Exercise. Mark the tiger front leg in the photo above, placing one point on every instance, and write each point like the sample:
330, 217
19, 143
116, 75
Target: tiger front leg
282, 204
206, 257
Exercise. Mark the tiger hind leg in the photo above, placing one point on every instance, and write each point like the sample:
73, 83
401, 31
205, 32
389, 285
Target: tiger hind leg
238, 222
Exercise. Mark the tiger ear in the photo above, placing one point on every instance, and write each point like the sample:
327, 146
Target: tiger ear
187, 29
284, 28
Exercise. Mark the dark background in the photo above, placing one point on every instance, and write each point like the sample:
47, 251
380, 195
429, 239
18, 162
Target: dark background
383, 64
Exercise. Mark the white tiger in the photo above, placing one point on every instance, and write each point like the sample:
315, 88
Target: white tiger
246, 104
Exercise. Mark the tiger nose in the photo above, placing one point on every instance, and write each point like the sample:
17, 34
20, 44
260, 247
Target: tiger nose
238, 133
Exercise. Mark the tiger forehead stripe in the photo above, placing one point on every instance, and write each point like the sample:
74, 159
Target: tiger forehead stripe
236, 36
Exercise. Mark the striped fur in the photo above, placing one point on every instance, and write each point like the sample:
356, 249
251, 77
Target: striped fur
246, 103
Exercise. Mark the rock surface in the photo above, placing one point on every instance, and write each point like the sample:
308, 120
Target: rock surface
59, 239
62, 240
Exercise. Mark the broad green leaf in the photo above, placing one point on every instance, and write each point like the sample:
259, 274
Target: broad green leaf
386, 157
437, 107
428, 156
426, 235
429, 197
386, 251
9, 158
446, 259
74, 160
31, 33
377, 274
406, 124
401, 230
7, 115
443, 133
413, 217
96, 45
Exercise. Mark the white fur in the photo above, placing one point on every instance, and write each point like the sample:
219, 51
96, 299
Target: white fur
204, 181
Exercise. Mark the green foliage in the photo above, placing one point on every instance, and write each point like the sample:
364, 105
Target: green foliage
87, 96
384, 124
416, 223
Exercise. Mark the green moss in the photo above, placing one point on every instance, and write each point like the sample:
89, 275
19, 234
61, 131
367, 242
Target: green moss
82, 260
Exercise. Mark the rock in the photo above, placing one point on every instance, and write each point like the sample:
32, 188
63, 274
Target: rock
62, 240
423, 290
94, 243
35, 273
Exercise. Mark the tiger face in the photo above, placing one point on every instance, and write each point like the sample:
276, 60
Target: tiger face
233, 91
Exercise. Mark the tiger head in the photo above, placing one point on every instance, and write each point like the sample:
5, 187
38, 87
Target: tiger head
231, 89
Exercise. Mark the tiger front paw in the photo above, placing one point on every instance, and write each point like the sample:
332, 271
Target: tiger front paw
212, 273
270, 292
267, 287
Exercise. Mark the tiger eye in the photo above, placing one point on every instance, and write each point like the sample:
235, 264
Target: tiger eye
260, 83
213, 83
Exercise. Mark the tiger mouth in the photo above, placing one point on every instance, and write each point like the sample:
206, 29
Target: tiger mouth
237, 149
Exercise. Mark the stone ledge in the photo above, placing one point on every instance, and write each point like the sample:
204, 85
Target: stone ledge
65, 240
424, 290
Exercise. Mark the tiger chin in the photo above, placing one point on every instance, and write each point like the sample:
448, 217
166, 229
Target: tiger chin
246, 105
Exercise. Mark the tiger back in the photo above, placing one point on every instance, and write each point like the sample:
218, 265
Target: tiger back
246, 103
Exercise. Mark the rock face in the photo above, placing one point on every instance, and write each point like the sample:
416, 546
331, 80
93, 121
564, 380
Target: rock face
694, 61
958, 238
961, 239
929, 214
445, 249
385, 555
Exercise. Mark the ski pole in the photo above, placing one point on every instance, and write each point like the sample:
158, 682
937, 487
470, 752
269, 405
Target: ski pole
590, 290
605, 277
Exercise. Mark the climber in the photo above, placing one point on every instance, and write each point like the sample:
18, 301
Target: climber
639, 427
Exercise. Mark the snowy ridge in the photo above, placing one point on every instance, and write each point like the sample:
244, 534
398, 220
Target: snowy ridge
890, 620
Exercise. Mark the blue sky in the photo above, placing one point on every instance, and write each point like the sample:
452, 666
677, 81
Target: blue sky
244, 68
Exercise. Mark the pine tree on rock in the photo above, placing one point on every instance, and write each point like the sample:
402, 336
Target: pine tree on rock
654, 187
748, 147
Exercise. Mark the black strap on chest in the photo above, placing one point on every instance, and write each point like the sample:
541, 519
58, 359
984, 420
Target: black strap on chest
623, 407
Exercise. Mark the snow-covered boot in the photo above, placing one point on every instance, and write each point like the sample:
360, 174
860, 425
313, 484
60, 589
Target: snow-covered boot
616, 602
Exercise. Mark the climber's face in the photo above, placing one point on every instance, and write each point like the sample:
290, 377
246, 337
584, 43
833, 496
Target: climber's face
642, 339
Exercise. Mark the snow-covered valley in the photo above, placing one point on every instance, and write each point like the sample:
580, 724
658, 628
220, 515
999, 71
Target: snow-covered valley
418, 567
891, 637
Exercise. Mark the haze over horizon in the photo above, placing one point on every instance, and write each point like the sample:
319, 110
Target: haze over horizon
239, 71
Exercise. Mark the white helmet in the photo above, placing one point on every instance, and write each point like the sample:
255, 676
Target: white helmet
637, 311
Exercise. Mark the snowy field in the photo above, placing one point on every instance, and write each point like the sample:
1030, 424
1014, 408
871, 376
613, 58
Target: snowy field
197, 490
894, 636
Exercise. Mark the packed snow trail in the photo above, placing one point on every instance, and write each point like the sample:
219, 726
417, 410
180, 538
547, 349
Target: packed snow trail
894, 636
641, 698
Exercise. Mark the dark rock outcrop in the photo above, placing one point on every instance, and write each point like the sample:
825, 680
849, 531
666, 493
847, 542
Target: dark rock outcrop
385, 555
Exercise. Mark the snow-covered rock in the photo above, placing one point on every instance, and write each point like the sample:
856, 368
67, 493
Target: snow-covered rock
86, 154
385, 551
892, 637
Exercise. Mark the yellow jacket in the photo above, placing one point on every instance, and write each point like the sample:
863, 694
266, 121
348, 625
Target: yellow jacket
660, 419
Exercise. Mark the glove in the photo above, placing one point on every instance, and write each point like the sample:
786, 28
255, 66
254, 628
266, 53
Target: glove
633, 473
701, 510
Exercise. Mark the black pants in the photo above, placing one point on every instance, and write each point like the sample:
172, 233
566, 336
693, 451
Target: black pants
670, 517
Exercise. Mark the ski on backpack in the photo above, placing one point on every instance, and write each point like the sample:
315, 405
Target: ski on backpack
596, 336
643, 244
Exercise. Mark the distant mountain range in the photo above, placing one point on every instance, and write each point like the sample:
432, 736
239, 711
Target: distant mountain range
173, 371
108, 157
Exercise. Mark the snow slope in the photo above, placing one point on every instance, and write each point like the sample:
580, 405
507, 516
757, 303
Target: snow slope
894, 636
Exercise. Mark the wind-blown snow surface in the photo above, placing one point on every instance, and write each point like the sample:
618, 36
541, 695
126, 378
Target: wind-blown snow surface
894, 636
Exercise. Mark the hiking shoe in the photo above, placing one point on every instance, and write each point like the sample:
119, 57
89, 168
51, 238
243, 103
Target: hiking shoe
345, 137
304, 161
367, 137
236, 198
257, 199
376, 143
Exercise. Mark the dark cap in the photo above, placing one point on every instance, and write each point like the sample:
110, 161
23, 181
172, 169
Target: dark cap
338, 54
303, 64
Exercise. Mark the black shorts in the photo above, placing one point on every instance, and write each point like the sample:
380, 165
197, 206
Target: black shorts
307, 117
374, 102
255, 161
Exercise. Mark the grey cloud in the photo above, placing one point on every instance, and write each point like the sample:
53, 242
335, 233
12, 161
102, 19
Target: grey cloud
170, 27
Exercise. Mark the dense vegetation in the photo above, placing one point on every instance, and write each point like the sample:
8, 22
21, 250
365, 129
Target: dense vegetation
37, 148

----

* _Prompt_
Can you reproduce, word for word, the records from the line containing "Exercise. Mark the grey" through the final line of the records, with both of those lines included?

* _The result_
Exercise. Mark the grey cloud in the photo above, placing one point on every instance, and write each point like the sample:
53, 242
335, 233
12, 161
102, 19
Target: grey cloud
170, 27
Exercise. Mark the dense vegetation in the photo above, placing one point on every instance, and write each point like the sample:
8, 22
21, 250
365, 129
Target: dense vegetation
37, 148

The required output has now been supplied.